- **Source material**

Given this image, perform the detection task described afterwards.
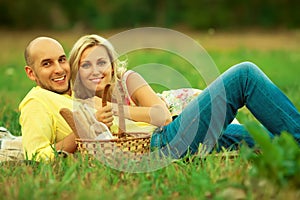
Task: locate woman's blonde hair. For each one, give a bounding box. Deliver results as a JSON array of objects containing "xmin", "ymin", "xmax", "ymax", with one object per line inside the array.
[{"xmin": 69, "ymin": 34, "xmax": 127, "ymax": 99}]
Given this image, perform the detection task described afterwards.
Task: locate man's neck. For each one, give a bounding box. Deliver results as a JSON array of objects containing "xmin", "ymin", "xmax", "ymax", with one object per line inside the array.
[
  {"xmin": 66, "ymin": 89, "xmax": 72, "ymax": 96},
  {"xmin": 36, "ymin": 86, "xmax": 72, "ymax": 96}
]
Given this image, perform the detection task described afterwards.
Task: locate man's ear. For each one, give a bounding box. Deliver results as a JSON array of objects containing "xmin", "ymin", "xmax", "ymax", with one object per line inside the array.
[{"xmin": 25, "ymin": 66, "xmax": 36, "ymax": 81}]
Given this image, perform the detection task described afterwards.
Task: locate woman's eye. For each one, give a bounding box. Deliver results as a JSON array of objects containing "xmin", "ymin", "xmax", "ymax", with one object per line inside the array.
[
  {"xmin": 80, "ymin": 63, "xmax": 91, "ymax": 69},
  {"xmin": 97, "ymin": 60, "xmax": 107, "ymax": 66}
]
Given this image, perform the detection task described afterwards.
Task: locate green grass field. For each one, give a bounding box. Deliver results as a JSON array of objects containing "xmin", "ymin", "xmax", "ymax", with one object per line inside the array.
[{"xmin": 0, "ymin": 29, "xmax": 300, "ymax": 199}]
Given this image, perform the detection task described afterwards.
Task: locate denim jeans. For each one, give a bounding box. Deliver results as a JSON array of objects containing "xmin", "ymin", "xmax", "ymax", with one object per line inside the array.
[{"xmin": 150, "ymin": 62, "xmax": 300, "ymax": 158}]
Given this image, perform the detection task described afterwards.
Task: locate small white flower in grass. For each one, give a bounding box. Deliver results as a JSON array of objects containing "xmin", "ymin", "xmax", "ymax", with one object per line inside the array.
[{"xmin": 5, "ymin": 67, "xmax": 14, "ymax": 76}]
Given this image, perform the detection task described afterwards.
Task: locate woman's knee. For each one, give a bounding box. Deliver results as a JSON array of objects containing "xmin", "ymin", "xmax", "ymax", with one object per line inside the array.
[
  {"xmin": 230, "ymin": 61, "xmax": 266, "ymax": 82},
  {"xmin": 234, "ymin": 61, "xmax": 260, "ymax": 73}
]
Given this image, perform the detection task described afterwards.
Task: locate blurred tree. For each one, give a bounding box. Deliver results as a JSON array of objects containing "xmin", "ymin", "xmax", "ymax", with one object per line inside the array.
[{"xmin": 0, "ymin": 0, "xmax": 299, "ymax": 30}]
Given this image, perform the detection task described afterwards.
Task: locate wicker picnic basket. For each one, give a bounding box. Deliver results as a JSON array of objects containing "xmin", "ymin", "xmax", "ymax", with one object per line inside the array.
[{"xmin": 60, "ymin": 83, "xmax": 152, "ymax": 163}]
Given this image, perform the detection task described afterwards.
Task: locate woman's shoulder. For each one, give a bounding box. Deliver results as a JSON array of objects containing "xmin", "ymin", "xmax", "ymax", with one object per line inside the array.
[
  {"xmin": 120, "ymin": 70, "xmax": 149, "ymax": 106},
  {"xmin": 122, "ymin": 70, "xmax": 137, "ymax": 80},
  {"xmin": 122, "ymin": 70, "xmax": 147, "ymax": 84}
]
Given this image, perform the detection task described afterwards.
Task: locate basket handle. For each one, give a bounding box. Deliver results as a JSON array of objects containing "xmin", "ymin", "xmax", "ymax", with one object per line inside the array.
[
  {"xmin": 102, "ymin": 82, "xmax": 126, "ymax": 135},
  {"xmin": 102, "ymin": 84, "xmax": 111, "ymax": 107}
]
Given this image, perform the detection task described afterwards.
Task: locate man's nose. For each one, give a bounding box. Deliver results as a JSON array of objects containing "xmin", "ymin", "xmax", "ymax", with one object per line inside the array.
[{"xmin": 53, "ymin": 62, "xmax": 65, "ymax": 73}]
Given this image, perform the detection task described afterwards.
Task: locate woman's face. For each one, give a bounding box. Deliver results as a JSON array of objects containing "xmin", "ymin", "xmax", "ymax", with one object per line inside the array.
[{"xmin": 78, "ymin": 45, "xmax": 113, "ymax": 96}]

- **What you should do**
Your answer must be an exact copy of the listing, minus its pictures.

- **Output of the task**
Given this image, perform the detection task described afterwards.
Task: locate woman's blonde hair. For each one, give a bounding box. Deliver results as a JSON array of objects containing "xmin", "ymin", "xmax", "ymax", with one object per line inside the array.
[{"xmin": 69, "ymin": 34, "xmax": 127, "ymax": 99}]
Given this image, perform the detection task described afterwards.
Task: locate man's neck. For each one, give a bounding box. Deliver results as a JSON array of objects containing "xmin", "ymin", "xmax", "ymax", with one object per line inside the array.
[
  {"xmin": 66, "ymin": 89, "xmax": 72, "ymax": 96},
  {"xmin": 36, "ymin": 86, "xmax": 72, "ymax": 96}
]
Given this image, perform the detection task described afterwards.
Task: locate man's ear. For each one, give a bounding box. Deliver results as a JSON array of objects containing "xmin", "ymin", "xmax", "ymax", with one object per line inside the array.
[{"xmin": 25, "ymin": 66, "xmax": 36, "ymax": 81}]
Given this image, perform the detection task described afterwards.
Task: locate woman's eye. For each one, give a bounding box. Deliver results as a JSON array of objects containing "xmin", "ymin", "xmax", "ymax", with one object per line inside the array.
[
  {"xmin": 80, "ymin": 63, "xmax": 91, "ymax": 69},
  {"xmin": 97, "ymin": 60, "xmax": 107, "ymax": 66}
]
Given this image, perform the detection task described afterwards.
Task: locate green grass field. For each one, give a bounding box. Deliver results as a JSON array of objects containing "xmin", "ymin", "xmax", "ymax", with one object per line inside the array.
[{"xmin": 0, "ymin": 29, "xmax": 300, "ymax": 199}]
Given this image, perform the detection task described afterwards.
Task: locate denim jeans. For each one, give a bounding box. Deliver results as a JSON array of objects containing "xmin", "ymin", "xmax", "ymax", with one object per line inside the array.
[{"xmin": 150, "ymin": 62, "xmax": 300, "ymax": 158}]
Given this image, perform the detection task described afterwards.
Task: locate small white flower in grass. For each one, give a bounding box. Deliver results as a JSON array of objects containing "xmin", "ymin", "xmax", "ymax", with one object per line inside the array.
[{"xmin": 5, "ymin": 67, "xmax": 14, "ymax": 76}]
Given this image, perform the detection task described afterwards.
Task: locate woman's knee. For each one, give a bounding box. Deliver results as a JSON array of objects containing "xmin", "ymin", "xmax", "ymax", with one object per line inside the array.
[
  {"xmin": 230, "ymin": 61, "xmax": 266, "ymax": 82},
  {"xmin": 234, "ymin": 61, "xmax": 260, "ymax": 73}
]
Given this image, perform the detection task described afterwards.
Task: locate blurred tree. For each one, give a bounding box. Deliver results as a JSON array of objects containing "xmin", "ymin", "xmax", "ymax", with one object per line inside the array.
[{"xmin": 0, "ymin": 0, "xmax": 299, "ymax": 30}]
Given this image, perform the detection task described afterwards.
Task: locate wicker picnic basket. For each one, give a bounding box. Deliver results as a JSON array of objects containing "xmin", "ymin", "xmax", "ymax", with one object per line inside the array.
[{"xmin": 60, "ymin": 83, "xmax": 152, "ymax": 163}]
Given this image, perform the detection task described afterwards.
Task: locate woman's shoulder. For each one, give a bounding box. Deliver results as a JSON array of objects containing "xmin", "ymin", "xmax", "ymax", with one object per line inside the array.
[
  {"xmin": 120, "ymin": 70, "xmax": 149, "ymax": 106},
  {"xmin": 122, "ymin": 70, "xmax": 137, "ymax": 80},
  {"xmin": 122, "ymin": 70, "xmax": 147, "ymax": 84}
]
Given this image, perform the detection task described afterwards.
Task: locate basket handle. For each one, give a bounding box. Deliver results as a JSON array of objects containing "xmin", "ymin", "xmax", "ymax", with one object per line inside the array.
[
  {"xmin": 102, "ymin": 82, "xmax": 126, "ymax": 135},
  {"xmin": 102, "ymin": 84, "xmax": 111, "ymax": 107}
]
Given this image, perform the detection task described afterwards.
Task: locate man's nose. For each one, give a bounding box. Deliver results as a JSON array of objects containing "xmin", "ymin", "xmax", "ymax", with one object per line inside the array.
[{"xmin": 53, "ymin": 62, "xmax": 65, "ymax": 73}]
Given this image, perform the detection task described afterwards.
Task: locate woman's face. For each one, give a bounding box. Deliver results as a JSON array of objects containing "xmin", "ymin", "xmax", "ymax", with one object per line inside the array.
[{"xmin": 78, "ymin": 45, "xmax": 113, "ymax": 96}]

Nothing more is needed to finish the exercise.